[To do] Leaving out the images, please reproduce each line below exactly.

-------- Provided data --------

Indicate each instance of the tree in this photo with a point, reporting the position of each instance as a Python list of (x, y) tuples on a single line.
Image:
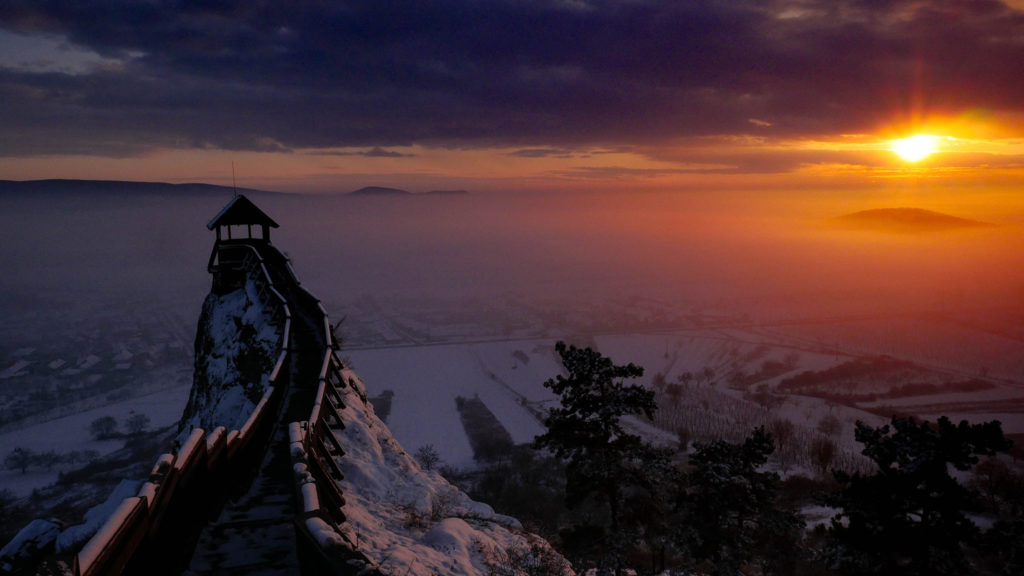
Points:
[(19, 459), (909, 517), (427, 456), (604, 463), (103, 427), (782, 432), (136, 423), (822, 453), (730, 510)]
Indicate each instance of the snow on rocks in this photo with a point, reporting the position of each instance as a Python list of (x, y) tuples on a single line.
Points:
[(73, 538), (237, 342), (34, 539), (409, 520)]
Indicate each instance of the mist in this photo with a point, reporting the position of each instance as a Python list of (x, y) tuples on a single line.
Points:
[(730, 252)]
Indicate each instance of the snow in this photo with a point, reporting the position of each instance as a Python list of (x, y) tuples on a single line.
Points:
[(75, 536), (39, 534), (220, 398), (408, 520), (163, 408)]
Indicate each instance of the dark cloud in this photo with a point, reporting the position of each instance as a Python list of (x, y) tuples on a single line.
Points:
[(527, 74)]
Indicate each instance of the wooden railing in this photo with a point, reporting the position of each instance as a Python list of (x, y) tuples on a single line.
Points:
[(198, 476)]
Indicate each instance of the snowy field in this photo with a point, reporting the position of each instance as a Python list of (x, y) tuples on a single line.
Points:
[(72, 433)]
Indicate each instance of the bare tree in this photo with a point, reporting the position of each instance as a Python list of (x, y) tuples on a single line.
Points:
[(427, 456)]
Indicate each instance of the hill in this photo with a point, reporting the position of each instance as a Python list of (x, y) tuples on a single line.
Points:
[(905, 220), (379, 191)]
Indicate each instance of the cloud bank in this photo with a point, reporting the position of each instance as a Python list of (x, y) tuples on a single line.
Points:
[(525, 74)]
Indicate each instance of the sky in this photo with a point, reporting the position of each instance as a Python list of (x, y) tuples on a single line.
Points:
[(517, 94)]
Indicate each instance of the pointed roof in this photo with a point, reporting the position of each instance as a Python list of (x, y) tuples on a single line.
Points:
[(241, 210)]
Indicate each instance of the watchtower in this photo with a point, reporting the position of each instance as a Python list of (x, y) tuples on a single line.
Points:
[(240, 222)]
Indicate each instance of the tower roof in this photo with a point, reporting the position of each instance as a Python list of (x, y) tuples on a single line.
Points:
[(241, 210)]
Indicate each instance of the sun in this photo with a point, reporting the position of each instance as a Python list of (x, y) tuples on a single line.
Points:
[(915, 148)]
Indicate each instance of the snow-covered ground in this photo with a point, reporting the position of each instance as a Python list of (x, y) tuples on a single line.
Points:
[(72, 433)]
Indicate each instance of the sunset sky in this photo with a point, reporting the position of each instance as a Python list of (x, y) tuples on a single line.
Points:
[(517, 94)]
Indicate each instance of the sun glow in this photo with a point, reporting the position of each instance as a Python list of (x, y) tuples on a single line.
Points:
[(915, 148)]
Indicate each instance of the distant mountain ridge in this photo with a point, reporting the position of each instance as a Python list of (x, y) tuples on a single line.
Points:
[(380, 191), (905, 220), (386, 191), (57, 186)]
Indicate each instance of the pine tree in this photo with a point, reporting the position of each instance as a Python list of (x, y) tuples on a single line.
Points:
[(730, 509), (909, 517), (604, 463)]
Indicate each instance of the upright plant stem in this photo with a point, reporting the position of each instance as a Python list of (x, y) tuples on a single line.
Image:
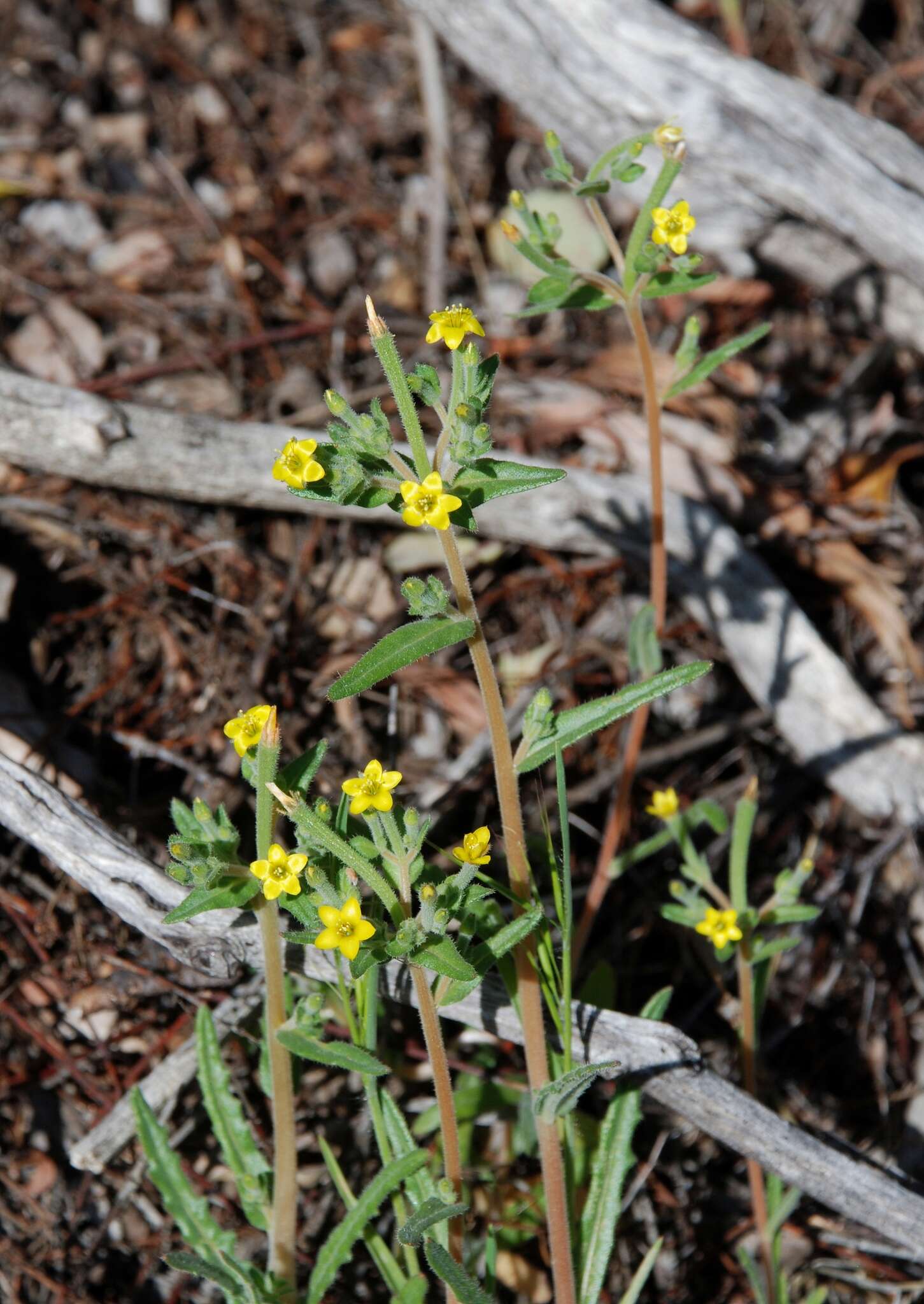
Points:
[(525, 955), (285, 1189), (436, 1051), (758, 1201), (619, 816)]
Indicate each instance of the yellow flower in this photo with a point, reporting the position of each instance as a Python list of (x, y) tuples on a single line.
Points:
[(297, 465), (280, 873), (474, 848), (720, 926), (374, 788), (672, 226), (452, 327), (246, 728), (344, 930), (665, 804), (669, 134), (427, 504)]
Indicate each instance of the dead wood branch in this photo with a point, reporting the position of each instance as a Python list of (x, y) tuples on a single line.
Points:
[(819, 709), (667, 1063)]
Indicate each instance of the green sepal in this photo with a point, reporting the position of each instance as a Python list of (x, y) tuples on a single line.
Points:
[(401, 647), (716, 358), (230, 893), (579, 721)]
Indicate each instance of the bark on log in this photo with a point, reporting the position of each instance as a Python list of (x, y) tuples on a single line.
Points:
[(820, 710), (667, 1063), (762, 145)]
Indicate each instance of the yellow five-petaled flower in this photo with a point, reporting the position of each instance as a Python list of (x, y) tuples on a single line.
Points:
[(246, 728), (344, 929), (672, 226), (474, 848), (295, 464), (664, 804), (426, 504), (720, 926), (373, 788), (452, 325), (280, 872)]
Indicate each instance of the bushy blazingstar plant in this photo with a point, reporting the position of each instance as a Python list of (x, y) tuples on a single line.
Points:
[(360, 882)]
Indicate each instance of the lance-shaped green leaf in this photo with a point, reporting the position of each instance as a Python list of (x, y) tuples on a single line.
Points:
[(443, 959), (336, 1054), (400, 648), (576, 724), (613, 1161), (665, 283), (188, 1210), (430, 1213), (318, 831), (464, 1287), (488, 478), (716, 358), (336, 1251), (232, 1132), (641, 1274), (562, 1095), (299, 774), (234, 892)]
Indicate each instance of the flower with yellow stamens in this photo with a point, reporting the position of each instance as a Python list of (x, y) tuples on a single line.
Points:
[(720, 926), (664, 804), (297, 466), (373, 788), (452, 325), (246, 728), (474, 848), (280, 872), (672, 226), (344, 929), (426, 504)]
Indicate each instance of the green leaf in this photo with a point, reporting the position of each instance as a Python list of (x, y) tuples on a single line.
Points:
[(299, 774), (399, 648), (413, 1293), (464, 1287), (234, 892), (613, 1161), (576, 724), (791, 914), (716, 358), (232, 1132), (641, 1274), (743, 826), (336, 1054), (188, 1210), (336, 1251), (676, 283), (183, 1261), (550, 290), (430, 1213), (443, 959), (488, 479), (562, 1095)]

--------

[Written response]
Indicate each instance of the tree in this photo with a point, reporting the position of each instance as a Python list of (x, y) tuples on a single line.
Image:
Points:
[(19, 459), (909, 517), (427, 456), (604, 463), (103, 427), (782, 432), (136, 423), (822, 453), (730, 510)]
Indicate each instance of the snow on rocks in this photo with a point, reporting the position of each instance as a Python list of (x, y) tuples on a single line.
Points:
[(73, 538), (237, 342), (34, 539), (409, 520)]
Indicate each instance of the mist in this photo with a point, reporting the position of each instance as a Python list of (x, y) tuples on a single line.
Points:
[(730, 252)]
Indicate each instance of the snow in this photo with a point, reporting the position of each instance as a Python list of (x, y) tuples on a single line.
Points:
[(75, 536), (39, 534), (220, 398), (408, 520), (163, 408)]
Indicate each instance of the dark cloud in this photo with a point, reporting the position of each instance as a Python list of (x, y) tuples on a single line.
Points:
[(527, 74)]
Indicate each instance of the wooden railing in this photo with a point, reporting the position of each instance as a Python list of (x, y) tuples on a single line.
Points:
[(198, 476)]
Indicate each instance of the snowy field in this photo with a point, reporting the position of each instance as a Python list of (x, y) tuples on a single line.
Points:
[(72, 433)]
Indicate each instance of the bare tree in this photo with a point, reporting the position of each instance as a Python list of (x, y) tuples on a single line.
Points:
[(427, 456)]
Indicate each instance of the hill in this photo with a point, reporting the position of each instance as a Python list of (x, y) tuples on a single line.
Points:
[(905, 220), (379, 191)]
Indicate each instance of the cloud bank in this photo with a point, reporting the position of each instance as a Python list of (x, y) tuples on a single line.
Points:
[(525, 74)]
Indicate each instance of the sky in this photo with a point, reporting the position of each instance as a Python list of (x, y) tuples on a single line.
Points:
[(517, 94)]
Indicate each instance of the pointed roof in this photo with a point, reporting the position of each instance as a Python list of (x, y) tuples on a single line.
Points:
[(241, 210)]
Indicate each instance of the watchtower in this photo with a point, reporting the position of each instance as a Python list of (x, y) tuples on a single line.
Points:
[(240, 222)]
Indicate each instance of the tower roof in this photo with a point, reporting the position of each instance as a Python list of (x, y) tuples on a single line.
Points:
[(241, 210)]
Indicate each instance of the sun in this photo with a point, reporting the position of each instance as a Python list of (x, y) tuples on a single line.
Points:
[(915, 148)]
Indicate each instance of the snow-covered ground in this photo with a point, reporting the position of each instance as a Python list of (x, y) tuples on a single line.
Points:
[(72, 433)]
Indicate each instance of the sunset sky in this photo with a point, reporting the position of each instance as a Python list of (x, y) tuples on a single line.
Points:
[(517, 94)]
Indicate each instance of the sun glow in this photo with a point, reporting the position of each instance as a Python list of (x, y) tuples on a single line.
Points:
[(915, 148)]
Indicate each instance of the distant mountain ridge in this photo with a point, reporting the position of each instance as a Python list of (x, y) tuples on a single line.
Points:
[(380, 191), (905, 220), (386, 191), (57, 186)]
Indicate each instance of the pine tree in this photo with a point, reporting the position of each instance as a Python list of (x, y) tuples on a single line.
Points:
[(730, 509), (909, 517), (604, 463)]
Indicate each instance of the upright plant stem in this photo with a point, reporting the position of each instance as a Python list of (x, y) tuples on a single line.
Image:
Points:
[(525, 955), (285, 1189), (436, 1051), (758, 1201), (619, 816)]
Indicate each instance of the yellow flower in this photo with a point, reporting the position of each instance as a Python list of (x, y) tuples on a single line.
Points:
[(297, 465), (280, 873), (474, 848), (720, 926), (374, 788), (672, 226), (452, 327), (246, 728), (344, 930), (665, 804), (669, 134), (427, 504)]
Indicate each instance of the dead wood branch in this photo with a point, reporting the position of each instance as a Python list of (x, y) tuples on a single line.
Points:
[(819, 709), (667, 1063)]
Indicate each instance of the green sepal in this photo with a point, reporting the position of each instance as a Python list of (x, y) tuples on a single line.
Points:
[(401, 647), (716, 358), (230, 893), (579, 721)]
Indicate each instance of the bark on log in this photo with a point, reporting the position of each instance as a Python list of (x, y) tuples on a single line.
Points:
[(820, 710), (667, 1063), (762, 145)]
Indicate each instance of the yellow five-petaled flower in this photo with a point, reporting the position of each instance as a Python list of (x, y) tuples on a single line.
Points:
[(246, 728), (344, 929), (672, 226), (474, 848), (295, 464), (664, 804), (426, 504), (720, 926), (373, 788), (452, 325), (280, 872)]
Indicate each instance of the bushy blazingstar plant in this photo with a point, reporting the position of each instance as a Python list of (x, y) tuples on a single line.
Points:
[(360, 882)]
Indicate each instance of the lance-shaped green leaf in this photo with a point, reporting the position of each instance as a Python list of (x, y) tuples on a single line.
Points:
[(443, 959), (336, 1054), (400, 648), (576, 724), (613, 1161), (665, 283), (188, 1210), (430, 1213), (318, 831), (464, 1287), (488, 478), (716, 358), (336, 1251), (232, 1132), (641, 1274), (562, 1095), (299, 774), (234, 892)]
Indicate each instance of the flower with yellow stamens in this photo with a point, reporting the position of each instance as a Python list of (x, y) tuples on a single line.
Points:
[(720, 926), (664, 804), (297, 466), (373, 788), (452, 325), (246, 728), (474, 848), (280, 872), (672, 226), (344, 929), (426, 504)]
Indicate each instance of the green leaf in this photo with a point, reporting the position of each instance as a Python list of (x, y) tuples on a single line.
Points:
[(299, 774), (399, 648), (413, 1293), (464, 1287), (234, 892), (613, 1161), (576, 724), (791, 914), (716, 358), (232, 1132), (641, 1274), (743, 826), (336, 1054), (188, 1210), (336, 1251), (676, 283), (183, 1261), (550, 290), (430, 1213), (443, 959), (488, 479), (562, 1095)]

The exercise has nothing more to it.